··· Texte source ···
08/09/2009

Montana, 23 aout

Tous les matins, nous avons rendez-vous devant l’épicerie, une maison en bois rouge digne des meilleurs westerns sur laquelle la piste souffle sa poussière. Des pick-ups rouillés toussent devant le porche à l’ endroit même où les chevaux qu’ils ont finalement remplacé auraient étés attachés, cinquante ans plus tôt. Nous remplissons nos bouteilles au robinet du tuyau d’arrosage et sautons dans le 4x4. Alors que le reste de la région est sillonné de routes goudronnées, il a été décidé que cette zone où nous travaillons resterait aussi intacte que possible afin de protéger les deux meutes de loups qui y ont établi leurs territoires. Ainsi, à l’exception des deux pistes caillouteuses que nous empruntons quotidiennement, tout est fait pour limiter l’accès au public.
··· Jeu de données ···
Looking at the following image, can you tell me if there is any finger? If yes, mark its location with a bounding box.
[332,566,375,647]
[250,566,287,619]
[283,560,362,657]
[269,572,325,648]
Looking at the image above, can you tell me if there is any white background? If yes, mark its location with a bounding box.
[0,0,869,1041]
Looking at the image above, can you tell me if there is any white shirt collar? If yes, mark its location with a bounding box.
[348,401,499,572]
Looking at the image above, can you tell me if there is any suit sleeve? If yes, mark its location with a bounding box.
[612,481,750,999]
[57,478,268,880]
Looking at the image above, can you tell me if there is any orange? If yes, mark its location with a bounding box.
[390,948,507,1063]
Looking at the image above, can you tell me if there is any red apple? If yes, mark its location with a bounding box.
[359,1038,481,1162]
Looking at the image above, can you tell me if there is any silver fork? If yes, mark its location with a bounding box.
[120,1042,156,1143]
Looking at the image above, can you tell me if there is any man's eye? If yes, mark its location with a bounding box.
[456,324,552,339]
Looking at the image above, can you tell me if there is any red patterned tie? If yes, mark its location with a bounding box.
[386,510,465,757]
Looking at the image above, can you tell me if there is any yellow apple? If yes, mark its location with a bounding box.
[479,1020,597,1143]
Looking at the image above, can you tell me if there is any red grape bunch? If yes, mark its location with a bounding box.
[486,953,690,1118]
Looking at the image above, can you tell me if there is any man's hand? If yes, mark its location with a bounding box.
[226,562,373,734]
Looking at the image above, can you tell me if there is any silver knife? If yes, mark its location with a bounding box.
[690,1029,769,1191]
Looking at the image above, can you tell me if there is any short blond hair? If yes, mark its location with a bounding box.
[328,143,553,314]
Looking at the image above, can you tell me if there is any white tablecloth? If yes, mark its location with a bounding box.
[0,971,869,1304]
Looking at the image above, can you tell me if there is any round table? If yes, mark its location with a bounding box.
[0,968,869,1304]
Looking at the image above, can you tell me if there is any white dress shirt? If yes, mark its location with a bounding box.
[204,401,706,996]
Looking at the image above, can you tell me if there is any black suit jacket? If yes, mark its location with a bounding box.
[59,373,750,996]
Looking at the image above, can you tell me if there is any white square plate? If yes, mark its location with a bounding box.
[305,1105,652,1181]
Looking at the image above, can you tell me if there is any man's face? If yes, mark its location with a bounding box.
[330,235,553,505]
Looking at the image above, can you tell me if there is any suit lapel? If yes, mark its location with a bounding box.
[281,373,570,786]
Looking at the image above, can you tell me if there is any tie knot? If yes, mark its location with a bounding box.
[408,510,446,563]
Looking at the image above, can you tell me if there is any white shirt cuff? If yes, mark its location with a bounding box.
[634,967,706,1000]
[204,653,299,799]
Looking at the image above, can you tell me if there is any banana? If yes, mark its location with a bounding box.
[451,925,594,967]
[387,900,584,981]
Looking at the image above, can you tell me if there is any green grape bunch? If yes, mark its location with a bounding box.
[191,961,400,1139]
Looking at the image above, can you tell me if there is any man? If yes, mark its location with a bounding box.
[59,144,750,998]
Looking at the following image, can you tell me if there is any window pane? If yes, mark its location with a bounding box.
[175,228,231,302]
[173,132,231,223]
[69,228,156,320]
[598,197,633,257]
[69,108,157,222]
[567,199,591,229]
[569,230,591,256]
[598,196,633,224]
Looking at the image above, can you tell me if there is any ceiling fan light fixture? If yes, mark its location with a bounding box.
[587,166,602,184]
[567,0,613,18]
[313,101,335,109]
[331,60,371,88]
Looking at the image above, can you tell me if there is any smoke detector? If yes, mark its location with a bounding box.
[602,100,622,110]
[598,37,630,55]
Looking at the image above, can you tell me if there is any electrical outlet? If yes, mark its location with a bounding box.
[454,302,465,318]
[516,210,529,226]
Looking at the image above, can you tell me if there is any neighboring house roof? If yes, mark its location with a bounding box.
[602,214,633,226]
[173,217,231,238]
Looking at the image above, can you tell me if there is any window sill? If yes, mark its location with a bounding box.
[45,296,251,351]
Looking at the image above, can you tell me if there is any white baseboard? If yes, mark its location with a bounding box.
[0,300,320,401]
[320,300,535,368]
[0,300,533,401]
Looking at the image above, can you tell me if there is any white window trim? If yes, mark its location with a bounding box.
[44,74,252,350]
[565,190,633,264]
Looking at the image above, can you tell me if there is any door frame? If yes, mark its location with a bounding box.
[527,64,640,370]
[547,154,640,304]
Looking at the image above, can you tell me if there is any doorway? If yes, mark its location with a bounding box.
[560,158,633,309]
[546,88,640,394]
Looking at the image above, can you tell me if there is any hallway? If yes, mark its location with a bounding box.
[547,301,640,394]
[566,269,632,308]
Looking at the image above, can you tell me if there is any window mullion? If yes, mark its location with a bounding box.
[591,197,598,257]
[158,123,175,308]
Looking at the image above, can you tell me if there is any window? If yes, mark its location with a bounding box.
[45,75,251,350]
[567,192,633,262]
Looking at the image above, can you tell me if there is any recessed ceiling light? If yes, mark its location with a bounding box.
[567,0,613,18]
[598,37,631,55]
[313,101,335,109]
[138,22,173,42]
···
• Exercices:
#1 Dans le listing, remplacez "bounding box" par "rectangle englobant" en partant de la ligne qui contient "any red apple?" et en allant jusqu'à la ligne qui contient "[226,562,373,734]" incluse. Redonnez ces lignes sans aucun autre changement.
#2 Poursuivez s'il vous plaît le récit du Montana après sa dernière phrase.

• Corrigés:
#1
Looking at the image above, can you tell me if there is any red apple? If yes, mark its location with a rectangle englobant.
[359,1038,481,1162]
Looking at the image above, can you tell me if there is any silver fork? If yes, mark its location with a rectangle englobant.
[120,1042,156,1143]
Looking at the image above, can you tell me if there is any man's eye? If yes, mark its location with a rectangle englobant.
[456,324,552,339]
Looking at the image above, can you tell me if there is any red patterned tie? If yes, mark its location with a rectangle englobant.
[386,510,465,757]
Looking at the image above, can you tell me if there is any yellow apple? If yes, mark its location with a rectangle englobant.
[479,1020,597,1143]
Looking at the image above, can you tell me if there is any red grape bunch? If yes, mark its location with a rectangle englobant.
[486,953,690,1118]
Looking at the image above, can you tell me if there is any man's hand? If yes, mark its location with a rectangle englobant.
[226,562,373,734]

#2
En route, comme tous les jours, nous croisons les lièvres d’Amérique qui terminent leur nuit. Nous garons la voiture sur le bord du chemin, partageons le matériel et coupons à travers bois vers la prairie. Des feux de forêt ont ravagé la région en 2004, dévalant des montagnes à l’Ouest, brulant la plaine et les souvenirs des feux de 1986. La plupart des arbres sont encore sur pied, étranges sentinelles longilignes et grises comme les cendres, mais de nombreux troncs jonchent le sol et rendent la progression difficile. Le meilleur chemin est souvent celui utilisé par les loups, direct et rapide. Cependant, même s’il nous offre une meilleure vision d’ensemble, notre bipedisme nous complique parfois la tache lorsqu’agit de suivre une piste tracée au cordeau sous les chablis par une meute de quadrupèdes parfaitement adaptés à leur environnement : l’être humain s’est élevé dans les steppes et a du mal à enjamber des enchevêtrements de grumes. Et ce d’autant plus qu’il porte un sac a dos rempli.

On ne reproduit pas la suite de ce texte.